Геращенко в короткие сроки четко ограничил финансовую спекуляцию с валютой и обеспечивал поддержку рублями тех банков, которые без этого бы погибли, и в короткое время добился успеха.
— После 1998 года самым значимым экономическим спадом в банковской сфере был 2014 год или можно назвать еще какие-то вехи? И нынешние колебания курса рубля разумные или это только начало очередного большого обвала?
— Если не брать число погибших банков со времени правления Набиуллиной, которая их просто истребляла, то самый главный кризис пришелся, конечно, на конец 2008-го — начало 2009 года, как эхо мирового кризиса.
Что же касается до недавнего поведения рубля, это скорее разумные колебания. Понимаете, это реакция не на санкции, это реакция на разговоры, причем реакция на разговоры в Америке. Если это вызывает падение рубля почти на 10 процентов, это означает, что система вообще держится на соплях и чудовищные международные резервы, вдвое превышающие уровень, гарантирующий стабильность валют, при безумном управлении не значат ничего. Когда Набиуллина устроила девальвацию в декабре 2014 года, международные резервы были в полтора раза выше того уровня, который гарантированно обеспечивал стабильность по международно признанным критериям. Это поразительно.
— Таким образом, нынешнее состояние экономики нельзя назвать преддефолтовым — по сравнению с тем, как бывает предынфарктное состояние?
— Нет. Дефолт — это невозможность выполнять свои обязательства по госдолгу: внешнему или внутреннему. У нас с деньгами все замечательно. Мы залиты деньгами. В федеральном бюджете на 1 августа 8,6 триллиона рублей неиспользуемых остатков лежит без движения – с начала года эта сумма выросла на 2,4 триллиона... А международные резервы в два раза выше необходимого уровня.
Но тело без головы не существует, как тело не существует с головой, которая враждебна ему. Результат – наша социально-экономическая политика имеет склонность к суициду. Как у немецких романтиков была воля к смерти, у либералов – воля не к своей смерти, а воля к убийству России, насколько я могу судить. Воспитанники МВФ, воспитанники экономических убийц, в принципе, не могут придумать себе другой политики, кроме уничтожения своей страны, своего народа.

§ **Выполните задания**:
1. Какая сумма неиспользуемых остатков лежала в федеральном бюджете на 1 августа, если верить интервью?
2. Перепишите дословно часть интервью, которая начинается со слов «Но тело без» и заканчивается словами «страны, своего народа.».
Записи здесь ни при чем.

§ **Исходные записи**:
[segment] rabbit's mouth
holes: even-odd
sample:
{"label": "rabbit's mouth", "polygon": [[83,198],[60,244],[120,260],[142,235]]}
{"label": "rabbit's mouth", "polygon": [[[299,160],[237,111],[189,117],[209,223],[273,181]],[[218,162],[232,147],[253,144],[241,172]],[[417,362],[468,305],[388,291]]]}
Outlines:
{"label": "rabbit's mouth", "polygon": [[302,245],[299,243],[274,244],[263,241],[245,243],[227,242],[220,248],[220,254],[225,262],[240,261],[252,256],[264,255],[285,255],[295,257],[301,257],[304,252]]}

§ **Ответы**:
1. 8,6 триллиона рублей.

2.
Но тело без головы не существует, как тело не существует с головой, которая враждебна ему. Результат – наша социально-экономическая политика имеет склонность к суициду. Как у немецких романтиков была воля к смерти, у либералов – воля не к своей смерти, а воля к убийству России, насколько я могу судить. Воспитанники МВФ, воспитанники экономических убийц, в принципе, не могут придумать себе другой политики, кроме уничтожения своей страны, своего народа.